EXERCISE OBJECTIVE:
Go through the records and report each line holding the string "skateboard".

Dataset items
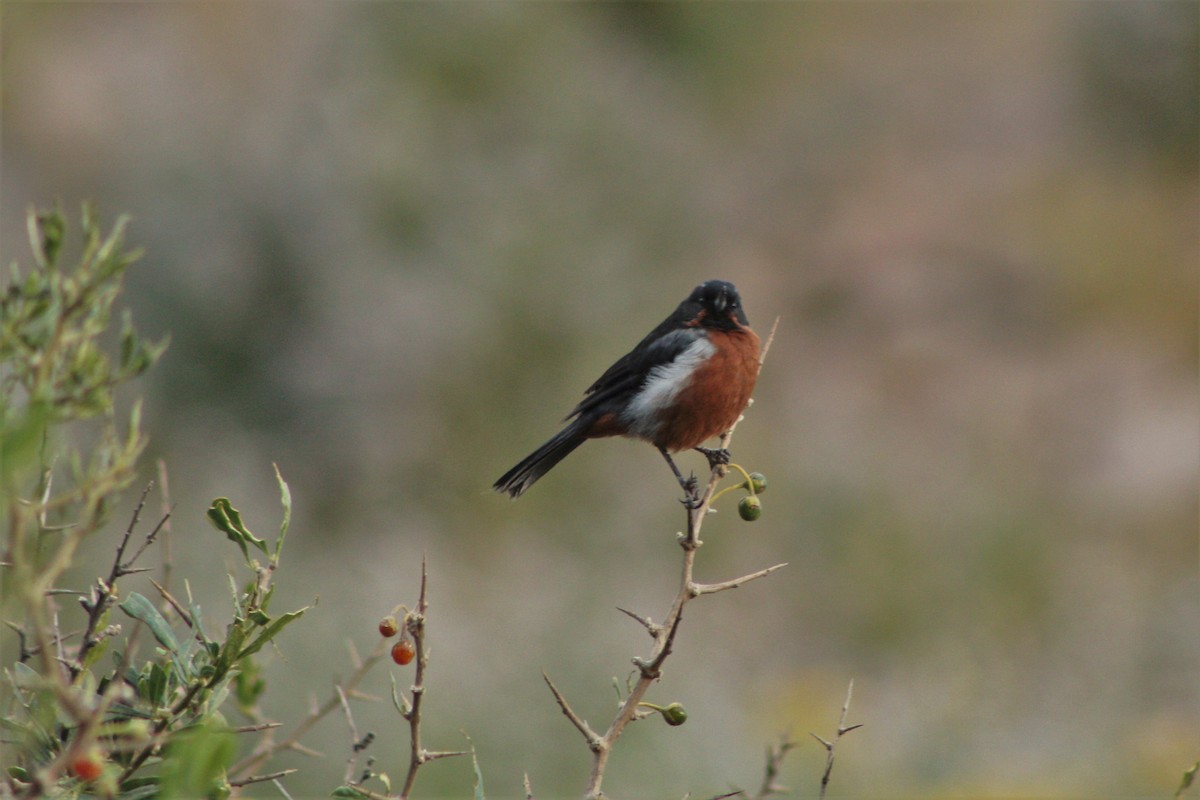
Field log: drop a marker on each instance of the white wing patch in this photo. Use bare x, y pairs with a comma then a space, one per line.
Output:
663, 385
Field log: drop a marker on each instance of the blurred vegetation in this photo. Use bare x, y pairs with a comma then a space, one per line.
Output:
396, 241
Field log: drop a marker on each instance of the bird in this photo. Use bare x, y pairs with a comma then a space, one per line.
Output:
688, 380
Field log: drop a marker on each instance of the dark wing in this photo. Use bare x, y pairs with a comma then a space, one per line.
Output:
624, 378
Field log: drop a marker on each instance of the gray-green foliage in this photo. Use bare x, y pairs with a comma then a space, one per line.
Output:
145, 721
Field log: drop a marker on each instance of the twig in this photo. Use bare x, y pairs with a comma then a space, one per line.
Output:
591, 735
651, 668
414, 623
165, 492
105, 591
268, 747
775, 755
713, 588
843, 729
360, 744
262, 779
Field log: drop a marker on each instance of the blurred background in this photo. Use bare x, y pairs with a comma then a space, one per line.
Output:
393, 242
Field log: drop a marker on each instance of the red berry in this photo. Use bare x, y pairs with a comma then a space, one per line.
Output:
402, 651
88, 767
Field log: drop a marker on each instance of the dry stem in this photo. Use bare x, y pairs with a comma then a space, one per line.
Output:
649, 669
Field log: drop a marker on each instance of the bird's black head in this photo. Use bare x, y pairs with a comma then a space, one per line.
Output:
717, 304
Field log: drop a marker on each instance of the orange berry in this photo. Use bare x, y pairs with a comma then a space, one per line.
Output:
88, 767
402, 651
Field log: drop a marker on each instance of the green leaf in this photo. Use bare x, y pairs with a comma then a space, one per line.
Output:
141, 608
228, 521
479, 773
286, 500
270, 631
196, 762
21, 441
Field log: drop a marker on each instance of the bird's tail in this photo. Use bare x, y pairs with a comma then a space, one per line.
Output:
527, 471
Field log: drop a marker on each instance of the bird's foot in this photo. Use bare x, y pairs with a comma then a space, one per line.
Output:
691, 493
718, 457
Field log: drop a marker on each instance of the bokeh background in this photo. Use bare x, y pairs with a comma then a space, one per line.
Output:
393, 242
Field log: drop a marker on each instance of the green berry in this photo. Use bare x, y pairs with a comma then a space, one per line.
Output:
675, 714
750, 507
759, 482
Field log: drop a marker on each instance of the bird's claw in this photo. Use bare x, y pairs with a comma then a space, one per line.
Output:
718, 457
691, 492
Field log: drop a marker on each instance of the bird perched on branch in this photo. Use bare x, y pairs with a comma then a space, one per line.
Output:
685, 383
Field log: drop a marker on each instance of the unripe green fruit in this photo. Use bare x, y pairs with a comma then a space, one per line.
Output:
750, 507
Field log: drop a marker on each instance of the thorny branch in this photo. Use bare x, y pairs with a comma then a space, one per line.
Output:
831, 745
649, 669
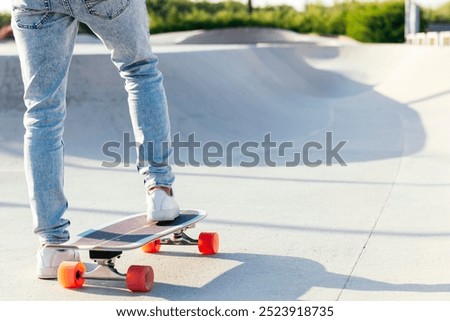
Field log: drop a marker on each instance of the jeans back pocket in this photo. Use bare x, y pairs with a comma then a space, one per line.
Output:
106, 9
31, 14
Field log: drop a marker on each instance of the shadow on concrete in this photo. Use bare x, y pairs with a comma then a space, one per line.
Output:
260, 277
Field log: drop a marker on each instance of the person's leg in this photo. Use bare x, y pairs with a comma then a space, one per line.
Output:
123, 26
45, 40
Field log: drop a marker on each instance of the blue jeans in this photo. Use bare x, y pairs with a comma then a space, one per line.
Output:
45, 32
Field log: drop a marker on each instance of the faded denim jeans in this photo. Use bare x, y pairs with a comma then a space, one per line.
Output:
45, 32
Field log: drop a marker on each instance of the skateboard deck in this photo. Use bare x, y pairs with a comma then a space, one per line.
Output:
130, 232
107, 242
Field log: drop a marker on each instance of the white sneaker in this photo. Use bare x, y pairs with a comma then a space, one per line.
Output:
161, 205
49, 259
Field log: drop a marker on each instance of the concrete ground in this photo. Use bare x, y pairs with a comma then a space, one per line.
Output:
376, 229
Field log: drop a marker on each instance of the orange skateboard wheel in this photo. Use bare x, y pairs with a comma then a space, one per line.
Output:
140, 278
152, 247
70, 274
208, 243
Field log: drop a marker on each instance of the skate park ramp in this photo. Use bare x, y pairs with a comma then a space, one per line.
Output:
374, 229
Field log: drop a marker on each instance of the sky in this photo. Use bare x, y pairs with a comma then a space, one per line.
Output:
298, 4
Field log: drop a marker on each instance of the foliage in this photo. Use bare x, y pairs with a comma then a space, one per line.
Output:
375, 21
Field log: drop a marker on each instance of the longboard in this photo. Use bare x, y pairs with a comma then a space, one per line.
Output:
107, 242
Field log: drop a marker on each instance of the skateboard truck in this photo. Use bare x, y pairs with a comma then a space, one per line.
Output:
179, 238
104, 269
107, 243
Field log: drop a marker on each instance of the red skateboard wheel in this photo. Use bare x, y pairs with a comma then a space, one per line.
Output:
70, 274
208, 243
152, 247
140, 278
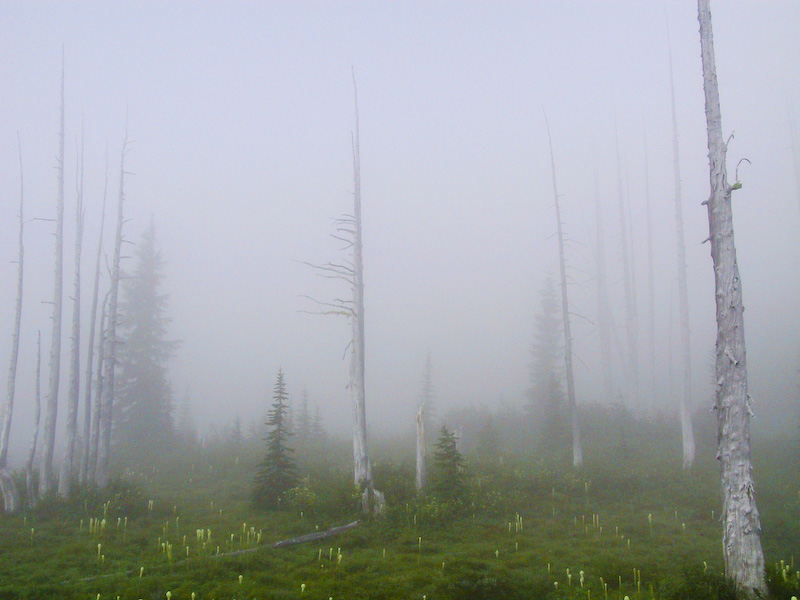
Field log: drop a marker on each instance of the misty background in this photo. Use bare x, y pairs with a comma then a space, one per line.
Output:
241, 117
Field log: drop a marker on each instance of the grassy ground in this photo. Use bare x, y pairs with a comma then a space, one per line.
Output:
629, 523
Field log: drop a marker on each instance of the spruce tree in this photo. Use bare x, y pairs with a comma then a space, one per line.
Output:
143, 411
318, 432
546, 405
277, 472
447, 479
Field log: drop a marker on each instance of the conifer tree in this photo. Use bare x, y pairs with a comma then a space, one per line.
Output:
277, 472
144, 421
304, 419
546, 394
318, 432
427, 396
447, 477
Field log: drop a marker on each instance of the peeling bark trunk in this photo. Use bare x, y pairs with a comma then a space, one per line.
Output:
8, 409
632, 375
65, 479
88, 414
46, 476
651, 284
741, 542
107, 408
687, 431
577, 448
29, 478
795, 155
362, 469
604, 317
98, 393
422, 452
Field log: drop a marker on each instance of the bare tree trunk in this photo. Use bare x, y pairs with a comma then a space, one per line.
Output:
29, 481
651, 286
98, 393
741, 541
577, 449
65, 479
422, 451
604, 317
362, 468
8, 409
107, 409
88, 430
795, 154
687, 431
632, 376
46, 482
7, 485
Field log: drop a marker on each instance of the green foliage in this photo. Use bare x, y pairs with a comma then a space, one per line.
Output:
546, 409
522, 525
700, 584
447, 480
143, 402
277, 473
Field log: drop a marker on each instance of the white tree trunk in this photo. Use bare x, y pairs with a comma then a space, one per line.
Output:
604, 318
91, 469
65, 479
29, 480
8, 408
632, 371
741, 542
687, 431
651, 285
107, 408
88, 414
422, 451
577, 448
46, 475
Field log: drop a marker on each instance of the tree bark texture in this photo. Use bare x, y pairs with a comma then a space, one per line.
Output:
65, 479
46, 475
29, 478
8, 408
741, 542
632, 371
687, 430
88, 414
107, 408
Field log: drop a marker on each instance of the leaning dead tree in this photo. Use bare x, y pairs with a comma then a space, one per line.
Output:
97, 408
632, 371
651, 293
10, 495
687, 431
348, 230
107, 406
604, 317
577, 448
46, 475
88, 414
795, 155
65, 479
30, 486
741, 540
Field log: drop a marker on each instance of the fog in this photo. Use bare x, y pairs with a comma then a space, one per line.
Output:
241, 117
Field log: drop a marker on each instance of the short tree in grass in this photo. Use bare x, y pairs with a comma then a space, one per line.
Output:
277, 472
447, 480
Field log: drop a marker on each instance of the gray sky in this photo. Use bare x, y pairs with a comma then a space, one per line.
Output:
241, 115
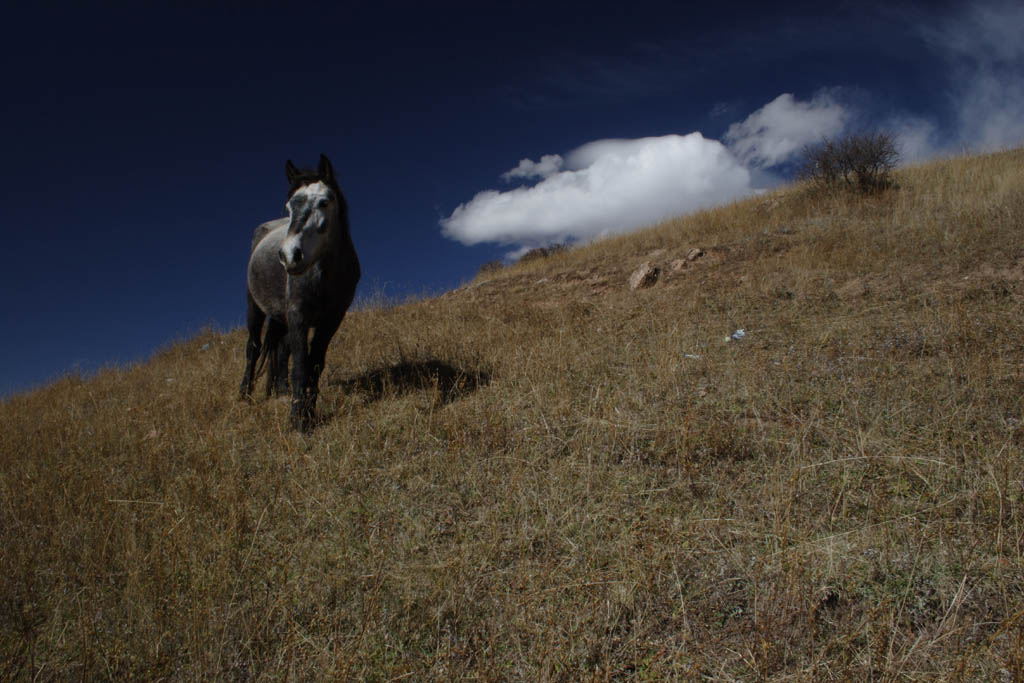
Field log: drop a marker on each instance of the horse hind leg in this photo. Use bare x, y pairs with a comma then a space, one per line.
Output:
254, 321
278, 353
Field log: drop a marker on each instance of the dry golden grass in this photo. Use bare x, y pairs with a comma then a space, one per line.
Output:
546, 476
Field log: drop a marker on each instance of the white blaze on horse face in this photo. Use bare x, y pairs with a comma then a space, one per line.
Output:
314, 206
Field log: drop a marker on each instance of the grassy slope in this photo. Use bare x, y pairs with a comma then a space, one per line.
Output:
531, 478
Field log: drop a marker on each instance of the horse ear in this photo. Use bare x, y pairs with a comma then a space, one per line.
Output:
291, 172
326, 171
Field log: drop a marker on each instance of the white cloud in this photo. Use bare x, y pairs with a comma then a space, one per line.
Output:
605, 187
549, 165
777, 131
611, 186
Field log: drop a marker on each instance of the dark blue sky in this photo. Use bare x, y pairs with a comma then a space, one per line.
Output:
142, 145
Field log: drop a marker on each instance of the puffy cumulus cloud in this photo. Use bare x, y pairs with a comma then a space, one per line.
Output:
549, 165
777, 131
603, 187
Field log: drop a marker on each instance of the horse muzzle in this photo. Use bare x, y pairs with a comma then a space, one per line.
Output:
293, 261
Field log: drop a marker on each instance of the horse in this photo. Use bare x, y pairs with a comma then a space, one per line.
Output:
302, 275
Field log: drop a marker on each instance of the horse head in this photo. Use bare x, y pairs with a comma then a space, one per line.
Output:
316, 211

EXERCISE SOLUTION:
Field log: drop a marker on each instance of the skateboard deck in this photo. Use bare x, y pairs with a comma then a space, one per line.
Field log: drop a marker on each instance of the orange skateboard wheel in this photo. Use bare x, y pairs with a comma then a space, one per line.
Field log: drop a marker on each instance of the skateboard truck in this photo. Use bare x, y pairs with a comma then a space, one per line.
Field log: drop a marker on each instance of the red skateboard wheel in this photo. Use bare x, y pairs with a comma then a space, one per line.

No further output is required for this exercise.